Given exercise:
Print the lines of the listing below exactly, starting at the line containing "## Quickstart" and ending at the line containing "Target: tree trunk". Omit the pictures from your answer.

Extracted material:
+---+
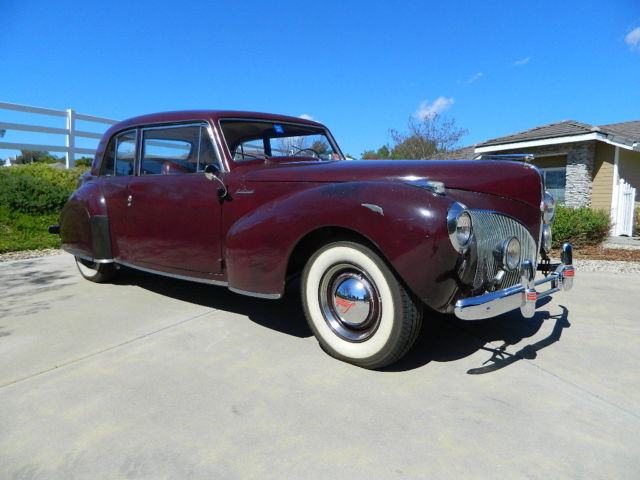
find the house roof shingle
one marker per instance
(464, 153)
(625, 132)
+---+
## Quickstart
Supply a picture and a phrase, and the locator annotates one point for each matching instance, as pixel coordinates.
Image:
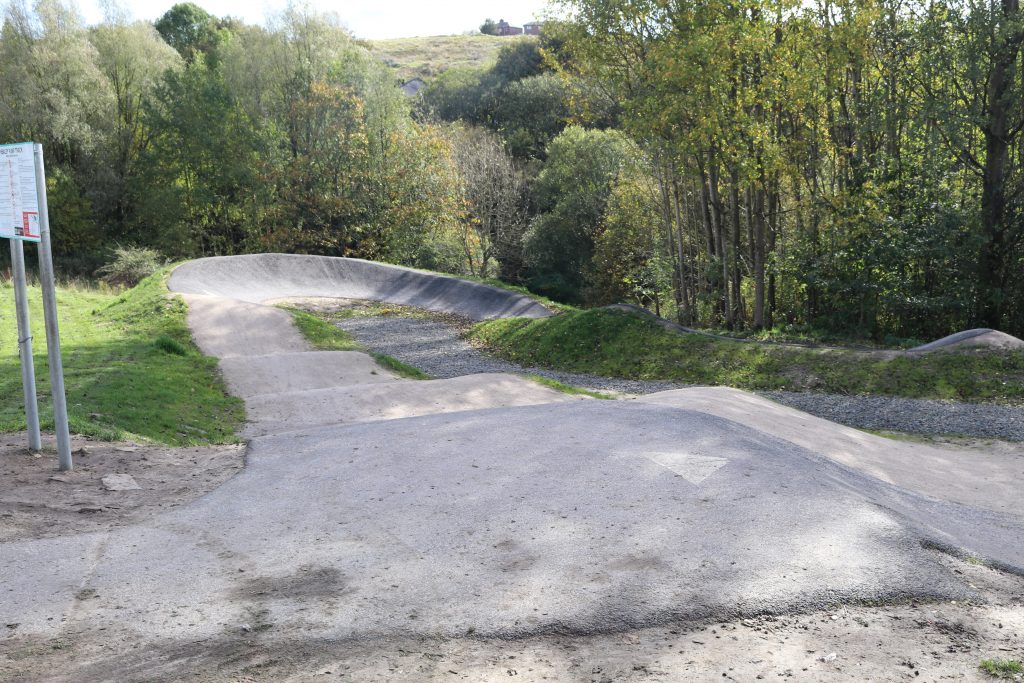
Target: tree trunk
+---+
Finished answer:
## Quickstart
Supply a picture and a phrase, and the locator annotates one point for each matching instance, as pixel coordinates.
Image:
Target: tree trunk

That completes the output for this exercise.